_EXERCISE AIM_:
Only an exact copy of the records below will serve as the answer.

_INPUT RECORDS_:

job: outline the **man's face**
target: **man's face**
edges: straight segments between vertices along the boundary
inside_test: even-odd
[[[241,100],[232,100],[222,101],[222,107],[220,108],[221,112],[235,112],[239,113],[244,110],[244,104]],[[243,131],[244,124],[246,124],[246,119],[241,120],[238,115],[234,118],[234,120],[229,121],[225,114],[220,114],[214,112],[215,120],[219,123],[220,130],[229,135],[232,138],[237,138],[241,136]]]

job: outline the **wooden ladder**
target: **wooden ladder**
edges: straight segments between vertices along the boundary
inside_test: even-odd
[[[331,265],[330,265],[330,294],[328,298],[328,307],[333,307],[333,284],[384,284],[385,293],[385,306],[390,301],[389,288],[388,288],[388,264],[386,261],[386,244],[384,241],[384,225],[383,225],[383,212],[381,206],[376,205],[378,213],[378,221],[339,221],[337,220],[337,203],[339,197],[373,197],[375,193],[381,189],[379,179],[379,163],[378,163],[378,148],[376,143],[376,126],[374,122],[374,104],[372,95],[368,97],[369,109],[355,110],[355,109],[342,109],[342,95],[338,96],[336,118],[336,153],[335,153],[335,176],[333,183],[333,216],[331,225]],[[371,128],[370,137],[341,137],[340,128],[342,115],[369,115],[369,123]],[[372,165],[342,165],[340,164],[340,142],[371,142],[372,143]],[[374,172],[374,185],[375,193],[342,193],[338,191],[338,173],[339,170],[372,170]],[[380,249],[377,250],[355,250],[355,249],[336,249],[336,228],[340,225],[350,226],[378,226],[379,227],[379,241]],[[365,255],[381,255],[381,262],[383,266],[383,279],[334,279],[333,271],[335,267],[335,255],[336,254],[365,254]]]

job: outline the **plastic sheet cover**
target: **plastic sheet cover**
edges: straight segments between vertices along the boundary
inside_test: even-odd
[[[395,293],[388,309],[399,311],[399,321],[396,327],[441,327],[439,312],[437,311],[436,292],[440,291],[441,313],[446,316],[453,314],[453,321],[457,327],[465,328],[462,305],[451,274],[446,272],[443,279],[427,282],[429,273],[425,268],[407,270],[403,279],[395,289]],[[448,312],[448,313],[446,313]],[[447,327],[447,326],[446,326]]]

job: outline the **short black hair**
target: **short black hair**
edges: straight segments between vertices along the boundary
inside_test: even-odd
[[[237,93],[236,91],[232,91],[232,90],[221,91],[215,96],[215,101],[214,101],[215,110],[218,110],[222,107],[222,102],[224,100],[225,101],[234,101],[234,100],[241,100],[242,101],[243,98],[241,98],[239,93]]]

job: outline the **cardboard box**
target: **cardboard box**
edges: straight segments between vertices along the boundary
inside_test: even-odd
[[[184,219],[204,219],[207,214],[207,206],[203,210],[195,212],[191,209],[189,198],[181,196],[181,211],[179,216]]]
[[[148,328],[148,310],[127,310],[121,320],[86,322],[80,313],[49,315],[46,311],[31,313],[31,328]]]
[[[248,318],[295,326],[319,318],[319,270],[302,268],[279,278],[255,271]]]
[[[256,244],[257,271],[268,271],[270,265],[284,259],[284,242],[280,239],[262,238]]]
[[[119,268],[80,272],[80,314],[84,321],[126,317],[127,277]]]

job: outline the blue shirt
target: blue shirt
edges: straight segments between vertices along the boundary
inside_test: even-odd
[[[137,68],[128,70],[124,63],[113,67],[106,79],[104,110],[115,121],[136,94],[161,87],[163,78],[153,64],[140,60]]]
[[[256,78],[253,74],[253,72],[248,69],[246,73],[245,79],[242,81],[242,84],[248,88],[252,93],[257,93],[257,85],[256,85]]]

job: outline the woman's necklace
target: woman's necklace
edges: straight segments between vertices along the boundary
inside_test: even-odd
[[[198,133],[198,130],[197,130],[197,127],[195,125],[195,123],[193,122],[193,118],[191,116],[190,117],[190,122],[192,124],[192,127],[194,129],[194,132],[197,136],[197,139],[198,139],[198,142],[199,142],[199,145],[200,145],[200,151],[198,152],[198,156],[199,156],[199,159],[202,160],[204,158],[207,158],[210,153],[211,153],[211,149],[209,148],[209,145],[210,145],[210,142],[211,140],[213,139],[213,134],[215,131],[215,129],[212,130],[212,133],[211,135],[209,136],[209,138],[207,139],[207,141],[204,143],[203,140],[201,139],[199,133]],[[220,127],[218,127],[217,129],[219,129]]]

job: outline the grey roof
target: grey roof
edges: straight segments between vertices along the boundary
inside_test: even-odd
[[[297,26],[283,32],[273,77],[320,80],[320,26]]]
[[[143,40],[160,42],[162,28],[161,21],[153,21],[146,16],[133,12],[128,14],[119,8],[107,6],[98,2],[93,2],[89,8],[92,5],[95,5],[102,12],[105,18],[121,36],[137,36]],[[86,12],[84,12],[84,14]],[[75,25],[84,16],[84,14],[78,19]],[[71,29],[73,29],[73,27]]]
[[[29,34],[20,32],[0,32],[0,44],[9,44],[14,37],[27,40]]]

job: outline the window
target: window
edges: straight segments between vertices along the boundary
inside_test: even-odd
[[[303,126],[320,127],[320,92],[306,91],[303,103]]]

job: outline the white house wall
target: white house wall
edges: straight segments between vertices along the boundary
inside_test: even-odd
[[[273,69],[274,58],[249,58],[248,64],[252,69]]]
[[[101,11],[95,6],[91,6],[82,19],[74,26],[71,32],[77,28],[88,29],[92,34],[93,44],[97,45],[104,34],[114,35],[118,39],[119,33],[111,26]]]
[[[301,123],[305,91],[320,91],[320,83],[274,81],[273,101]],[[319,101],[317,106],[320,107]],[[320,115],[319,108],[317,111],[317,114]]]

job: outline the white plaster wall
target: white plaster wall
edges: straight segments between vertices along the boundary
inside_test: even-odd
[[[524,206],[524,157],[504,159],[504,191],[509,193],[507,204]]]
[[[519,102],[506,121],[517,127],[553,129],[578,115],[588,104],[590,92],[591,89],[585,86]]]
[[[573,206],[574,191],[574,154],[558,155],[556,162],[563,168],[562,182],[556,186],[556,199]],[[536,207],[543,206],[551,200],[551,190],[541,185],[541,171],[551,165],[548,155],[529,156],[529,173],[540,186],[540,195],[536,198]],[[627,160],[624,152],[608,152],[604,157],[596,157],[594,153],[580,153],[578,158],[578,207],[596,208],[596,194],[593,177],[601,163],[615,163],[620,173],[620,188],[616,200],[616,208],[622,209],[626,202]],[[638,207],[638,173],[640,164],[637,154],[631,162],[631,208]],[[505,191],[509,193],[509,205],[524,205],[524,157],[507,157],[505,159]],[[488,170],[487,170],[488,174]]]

_THE COMPLETED TASK_:
job: outline the **man's face**
target: **man's face**
edges: straight segments between vertices along the boundary
inside_test: even-odd
[[[241,100],[232,100],[222,101],[222,107],[220,108],[221,112],[235,112],[239,113],[244,110],[244,104]],[[243,131],[244,124],[246,124],[246,119],[241,120],[238,115],[234,118],[234,120],[229,121],[225,114],[220,114],[214,112],[215,120],[219,123],[220,130],[229,135],[232,138],[237,138],[241,136]]]

job: outline the **wooden ladder**
target: **wooden ladder**
edges: straight segments between vertices along the boundary
inside_test: even-odd
[[[331,265],[330,265],[330,294],[328,298],[328,307],[333,307],[333,284],[384,284],[385,293],[385,306],[390,301],[389,288],[388,288],[388,264],[386,261],[386,244],[384,241],[384,225],[383,225],[383,212],[381,206],[376,205],[378,213],[378,221],[339,221],[337,220],[337,203],[339,197],[373,197],[375,193],[381,189],[379,179],[379,163],[378,163],[378,148],[376,143],[376,126],[374,122],[374,104],[372,95],[368,97],[369,109],[355,110],[355,109],[342,109],[342,95],[338,96],[336,118],[336,153],[335,153],[335,176],[333,183],[333,216],[331,225]],[[371,128],[370,137],[341,137],[340,128],[342,115],[369,115],[369,123]],[[372,165],[342,165],[340,164],[340,142],[371,142],[372,143]],[[374,172],[374,185],[375,193],[342,193],[338,191],[338,173],[339,170],[372,170]],[[380,249],[377,250],[355,250],[355,249],[336,249],[336,228],[340,225],[350,226],[378,226],[379,227],[379,241]],[[365,255],[381,255],[381,262],[383,266],[383,279],[334,279],[333,271],[335,267],[335,255],[336,254],[365,254]]]

job: outline the **plastic sheet cover**
target: **plastic sheet cover**
edges: straight segments between vertices along the boundary
inside_test: even-odd
[[[395,293],[388,309],[399,311],[399,321],[396,327],[441,327],[439,312],[437,311],[436,292],[440,291],[441,313],[446,316],[453,314],[453,321],[457,327],[465,328],[462,305],[451,274],[446,272],[443,279],[427,282],[429,273],[425,268],[407,270],[403,279],[395,289]],[[448,312],[448,313],[446,313]],[[447,327],[447,326],[446,326]]]

job: outline the **short black hair**
target: **short black hair**
edges: straight segments between vertices along the boundary
inside_test: even-odd
[[[237,93],[236,91],[232,91],[232,90],[221,91],[215,96],[215,101],[214,101],[215,110],[218,110],[222,107],[222,102],[224,100],[225,101],[234,101],[234,100],[241,100],[242,101],[243,98],[241,98],[239,93]]]

job: outline the **cardboard box**
target: **cardboard box**
edges: straight segments between vertices along the boundary
inside_test: even-odd
[[[184,219],[204,219],[207,214],[207,206],[203,210],[195,212],[191,209],[189,198],[181,196],[181,211],[179,216]]]
[[[148,328],[148,310],[127,310],[121,320],[86,322],[80,313],[49,315],[46,311],[31,313],[31,328]]]
[[[248,318],[295,326],[319,318],[319,270],[302,268],[279,278],[255,271]]]
[[[256,244],[257,271],[268,271],[270,265],[284,259],[284,242],[280,239],[262,238]]]
[[[119,268],[80,272],[80,314],[84,321],[126,317],[127,277]]]

job: outline the blue shirt
target: blue shirt
edges: straight segments between vertices along the boundary
inside_test: even-odd
[[[137,68],[128,70],[124,63],[113,67],[106,79],[104,110],[115,121],[136,94],[161,87],[163,78],[153,64],[140,60]]]
[[[256,78],[253,74],[253,72],[248,69],[246,73],[245,79],[242,81],[242,84],[248,88],[252,93],[257,93],[257,85],[256,85]]]

job: outline the woman's necklace
target: woman's necklace
edges: straight segments between vertices along the boundary
inside_test: even-odd
[[[198,133],[198,130],[197,130],[197,127],[195,125],[195,123],[193,122],[193,118],[191,116],[190,117],[190,122],[192,124],[192,127],[194,129],[194,132],[197,136],[197,139],[198,139],[198,142],[199,142],[199,145],[200,145],[200,151],[198,152],[198,156],[199,156],[199,159],[202,160],[204,158],[207,158],[210,153],[211,153],[211,149],[209,148],[209,145],[210,145],[210,142],[211,140],[213,139],[213,134],[215,131],[215,129],[212,130],[212,133],[211,135],[209,136],[209,138],[207,139],[207,141],[204,143],[203,140],[201,139],[199,133]],[[220,127],[218,127],[217,129],[219,129]]]

job: outline the grey roof
target: grey roof
edges: straight segments between vertices along the boundary
inside_test: even-odd
[[[297,26],[283,32],[273,77],[320,80],[320,26]]]
[[[143,40],[160,42],[162,28],[161,21],[153,21],[146,16],[133,12],[128,14],[119,8],[107,6],[98,2],[93,2],[89,8],[92,5],[95,5],[102,12],[105,18],[121,36],[137,36]],[[86,12],[84,12],[84,14]],[[75,25],[84,16],[84,14],[78,19]],[[71,29],[73,29],[73,27]]]
[[[29,34],[20,32],[0,32],[0,44],[9,44],[14,37],[27,40]]]

job: outline the window
target: window
edges: straight segments between vertices along the boundary
inside_test: even-odd
[[[303,126],[320,127],[320,92],[306,91],[303,103]]]

job: outline the white house wall
target: white house wall
edges: straight segments between vertices along the boundary
inside_test: even-odd
[[[273,69],[274,58],[249,58],[248,64],[252,69]]]
[[[101,11],[95,6],[91,6],[82,19],[74,26],[71,32],[77,28],[88,29],[92,34],[93,44],[97,45],[104,34],[114,35],[118,39],[119,33],[111,26]]]
[[[301,123],[305,91],[320,91],[320,83],[274,81],[273,101]],[[319,101],[317,106],[320,107]],[[320,115],[319,108],[317,111],[317,114]]]

job: outline the white plaster wall
target: white plaster wall
edges: straight segments between vertices along the boundary
inside_test: even-odd
[[[524,206],[524,157],[504,159],[504,191],[509,193],[507,204]]]
[[[519,102],[506,121],[517,127],[553,129],[578,115],[588,104],[590,92],[591,89],[585,86]]]
[[[573,206],[574,191],[574,154],[558,155],[556,162],[563,168],[562,182],[556,186],[556,199]],[[536,207],[543,206],[551,200],[551,190],[541,185],[541,171],[551,165],[548,155],[529,156],[529,173],[540,186],[540,195],[536,198]],[[627,160],[624,152],[608,152],[604,157],[596,157],[594,153],[580,153],[578,158],[578,207],[596,208],[596,194],[593,177],[601,163],[615,163],[620,173],[620,188],[616,200],[616,208],[622,209],[626,202]],[[638,207],[638,173],[640,164],[637,154],[631,162],[631,208]],[[505,191],[509,193],[509,205],[524,205],[524,157],[507,157],[505,159]],[[488,170],[487,170],[488,174]]]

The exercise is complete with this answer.